Source data:
════
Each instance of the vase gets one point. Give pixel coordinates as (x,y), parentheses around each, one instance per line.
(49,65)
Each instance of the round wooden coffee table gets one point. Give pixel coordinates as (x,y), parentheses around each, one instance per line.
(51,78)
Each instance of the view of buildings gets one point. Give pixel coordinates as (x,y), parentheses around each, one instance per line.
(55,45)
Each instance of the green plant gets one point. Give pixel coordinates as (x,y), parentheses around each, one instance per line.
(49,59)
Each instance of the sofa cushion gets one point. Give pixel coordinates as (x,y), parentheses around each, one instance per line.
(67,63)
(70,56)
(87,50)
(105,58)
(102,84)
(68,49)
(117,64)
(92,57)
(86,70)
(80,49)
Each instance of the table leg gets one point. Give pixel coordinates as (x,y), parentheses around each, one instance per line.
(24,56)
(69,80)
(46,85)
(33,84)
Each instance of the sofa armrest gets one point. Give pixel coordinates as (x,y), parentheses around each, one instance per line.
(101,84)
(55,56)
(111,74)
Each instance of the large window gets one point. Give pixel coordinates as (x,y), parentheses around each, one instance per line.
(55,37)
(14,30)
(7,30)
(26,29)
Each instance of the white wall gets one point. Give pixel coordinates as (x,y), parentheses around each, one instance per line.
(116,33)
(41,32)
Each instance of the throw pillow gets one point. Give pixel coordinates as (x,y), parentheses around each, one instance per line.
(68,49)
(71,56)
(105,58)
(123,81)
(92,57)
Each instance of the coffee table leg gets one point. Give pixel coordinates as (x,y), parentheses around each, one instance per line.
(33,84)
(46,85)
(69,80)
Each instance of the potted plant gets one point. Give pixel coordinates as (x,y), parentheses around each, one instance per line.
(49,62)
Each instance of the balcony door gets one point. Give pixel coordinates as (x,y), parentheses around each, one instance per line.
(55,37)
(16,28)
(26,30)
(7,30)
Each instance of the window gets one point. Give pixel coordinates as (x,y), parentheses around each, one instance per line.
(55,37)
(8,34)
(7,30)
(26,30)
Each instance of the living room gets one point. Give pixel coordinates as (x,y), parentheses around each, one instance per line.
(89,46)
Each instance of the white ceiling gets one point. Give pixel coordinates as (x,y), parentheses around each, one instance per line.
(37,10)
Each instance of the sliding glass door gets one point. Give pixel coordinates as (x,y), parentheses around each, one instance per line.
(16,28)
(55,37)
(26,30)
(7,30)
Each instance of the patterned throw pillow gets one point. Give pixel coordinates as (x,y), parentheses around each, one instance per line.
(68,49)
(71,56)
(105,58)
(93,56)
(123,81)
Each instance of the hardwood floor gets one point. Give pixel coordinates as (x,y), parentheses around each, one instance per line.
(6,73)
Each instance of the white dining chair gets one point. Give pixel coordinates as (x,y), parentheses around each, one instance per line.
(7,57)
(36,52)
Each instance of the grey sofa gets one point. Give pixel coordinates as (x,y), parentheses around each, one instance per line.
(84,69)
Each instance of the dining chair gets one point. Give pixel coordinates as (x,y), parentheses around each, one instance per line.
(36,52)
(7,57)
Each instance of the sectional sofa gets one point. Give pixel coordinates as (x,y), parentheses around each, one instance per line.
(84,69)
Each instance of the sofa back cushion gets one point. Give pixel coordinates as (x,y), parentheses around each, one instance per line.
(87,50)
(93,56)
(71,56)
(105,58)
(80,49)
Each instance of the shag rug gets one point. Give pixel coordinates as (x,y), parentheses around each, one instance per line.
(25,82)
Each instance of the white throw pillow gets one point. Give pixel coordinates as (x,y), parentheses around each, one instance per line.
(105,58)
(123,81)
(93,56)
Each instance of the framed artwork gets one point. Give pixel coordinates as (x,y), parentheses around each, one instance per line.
════
Copy out exactly the lines running from the line with "Each instance of the sectional" to the end of the records, inclusive.

### Written response
Each instance of the sectional sofa gets one point. Give pixel coordinates as (x,y), parentheses around each, one instance per line.
(84,69)
Each instance of the sofa back cushion gets one point. Give pixel coordinates as (x,y), parentheses around each, one instance per line.
(87,50)
(93,56)
(71,56)
(105,58)
(80,49)
Each instance of the shag rug gets one point. Give pixel coordinates as (x,y), parentheses around each, one instance per line.
(25,82)
Each instance of the white throw pillow gets one point. Give pixel coordinates as (x,y), parentheses around each, one instance per line.
(105,58)
(123,81)
(93,56)
Each instance of the framed artwork gets one point. Give pixel coordinates as (x,y), parentheses around each, one instance per line.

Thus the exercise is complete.